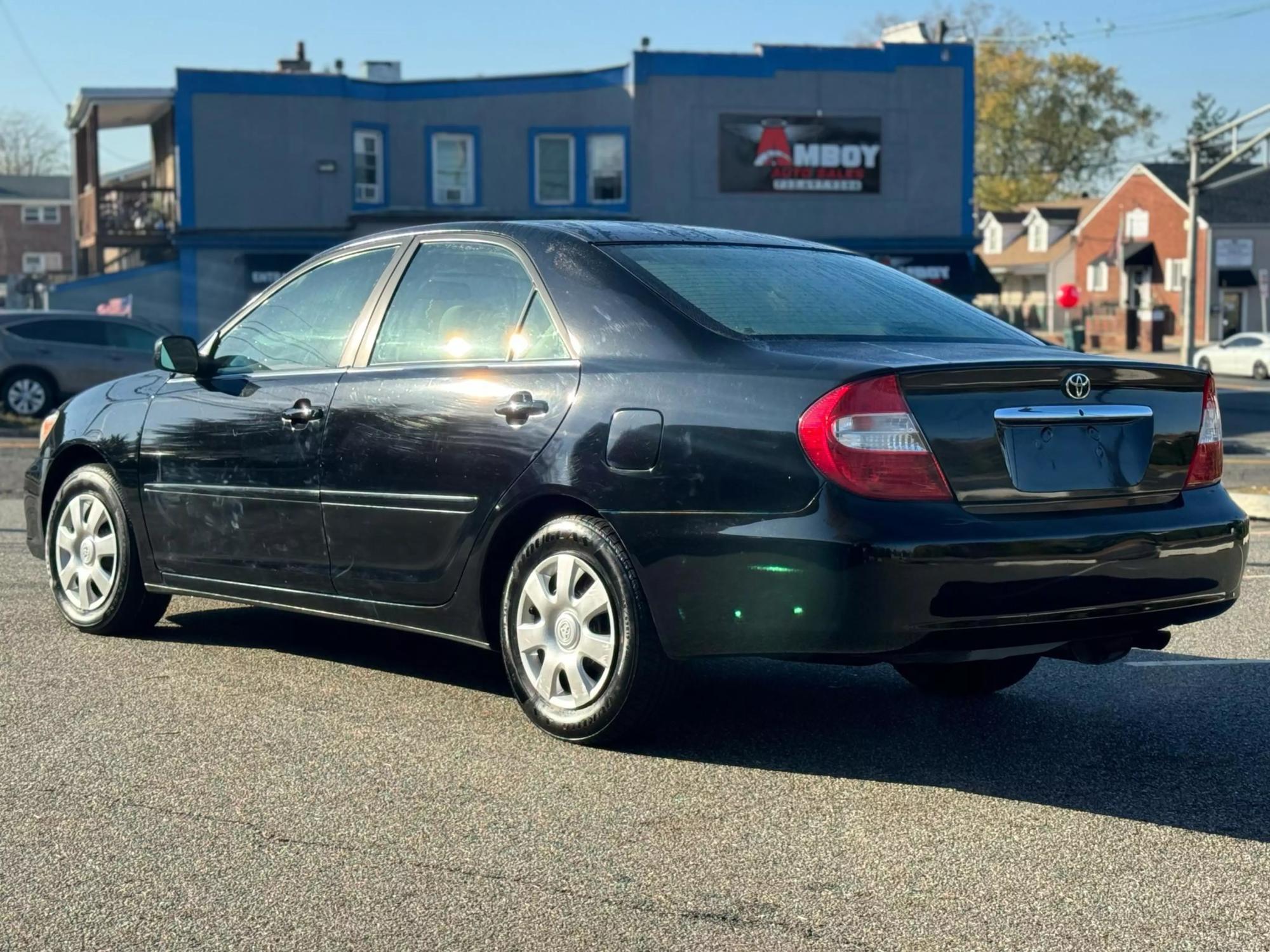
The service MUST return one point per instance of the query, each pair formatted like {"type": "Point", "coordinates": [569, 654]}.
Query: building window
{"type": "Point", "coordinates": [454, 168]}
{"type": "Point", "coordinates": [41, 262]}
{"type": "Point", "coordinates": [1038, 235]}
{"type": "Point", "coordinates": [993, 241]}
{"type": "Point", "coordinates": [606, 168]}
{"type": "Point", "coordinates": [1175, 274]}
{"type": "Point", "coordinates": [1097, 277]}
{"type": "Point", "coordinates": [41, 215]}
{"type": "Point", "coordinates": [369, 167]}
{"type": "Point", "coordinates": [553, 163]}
---
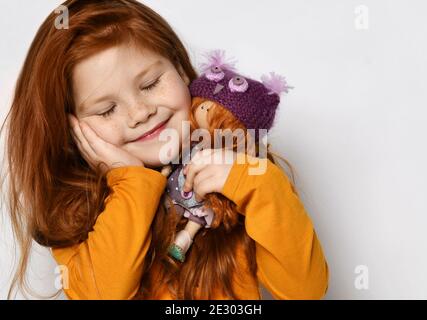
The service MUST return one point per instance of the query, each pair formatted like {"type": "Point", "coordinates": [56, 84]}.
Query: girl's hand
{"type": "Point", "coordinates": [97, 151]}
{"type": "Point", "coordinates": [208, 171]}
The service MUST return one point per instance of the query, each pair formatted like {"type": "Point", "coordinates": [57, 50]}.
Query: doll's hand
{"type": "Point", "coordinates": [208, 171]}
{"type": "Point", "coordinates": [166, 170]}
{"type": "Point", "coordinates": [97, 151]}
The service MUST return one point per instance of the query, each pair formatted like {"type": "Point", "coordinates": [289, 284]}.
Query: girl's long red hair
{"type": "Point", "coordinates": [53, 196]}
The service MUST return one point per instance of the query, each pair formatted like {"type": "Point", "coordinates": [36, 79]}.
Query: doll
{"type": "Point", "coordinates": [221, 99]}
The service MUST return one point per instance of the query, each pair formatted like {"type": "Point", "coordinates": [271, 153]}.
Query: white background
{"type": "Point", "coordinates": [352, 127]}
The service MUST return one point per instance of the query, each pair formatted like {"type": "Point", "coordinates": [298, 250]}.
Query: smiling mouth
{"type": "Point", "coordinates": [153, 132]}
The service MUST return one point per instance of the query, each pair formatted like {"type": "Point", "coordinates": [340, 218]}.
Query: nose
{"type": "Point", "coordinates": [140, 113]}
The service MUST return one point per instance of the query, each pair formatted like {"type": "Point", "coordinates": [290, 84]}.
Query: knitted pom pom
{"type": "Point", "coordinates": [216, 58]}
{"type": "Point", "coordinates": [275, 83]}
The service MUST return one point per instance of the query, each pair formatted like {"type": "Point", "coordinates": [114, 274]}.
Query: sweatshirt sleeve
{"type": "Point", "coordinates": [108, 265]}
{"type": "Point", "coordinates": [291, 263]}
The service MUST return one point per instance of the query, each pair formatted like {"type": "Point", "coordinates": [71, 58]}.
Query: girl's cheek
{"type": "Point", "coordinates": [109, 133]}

**Instructions for the task**
Look through the listing above and copy each line with the word "return" in it.

**Written solution**
The service MUST return one point per instance of the query, each pair formatted like {"type": "Point", "coordinates": [569, 654]}.
The service MUST return one point per instance of the query, each pair formatted like {"type": "Point", "coordinates": [56, 84]}.
The service MUST return one point per instance of the query, each pair formatted like {"type": "Point", "coordinates": [57, 50]}.
The service MUST return one point per instance of the query, each pair formatted like {"type": "Point", "coordinates": [289, 284]}.
The service MUST return one point per instance of the query, each pair formatted like {"type": "Point", "coordinates": [36, 79]}.
The service MUST return one point per instance of the query, each pair formatted like {"type": "Point", "coordinates": [271, 153]}.
The service MUST return one point per instance of the query, each pair formatted like {"type": "Point", "coordinates": [298, 250]}.
The service MUST return one point per instance of the query, each pair formatted like {"type": "Point", "coordinates": [340, 218]}.
The service MUST return one point per instance of the query, each pair formatted like {"type": "Point", "coordinates": [290, 84]}.
The service MUST return one point per instance of the query, each pair formatted like {"type": "Point", "coordinates": [114, 274]}.
The service MUST return one point per instance of the query, each pair formatted like {"type": "Point", "coordinates": [71, 58]}.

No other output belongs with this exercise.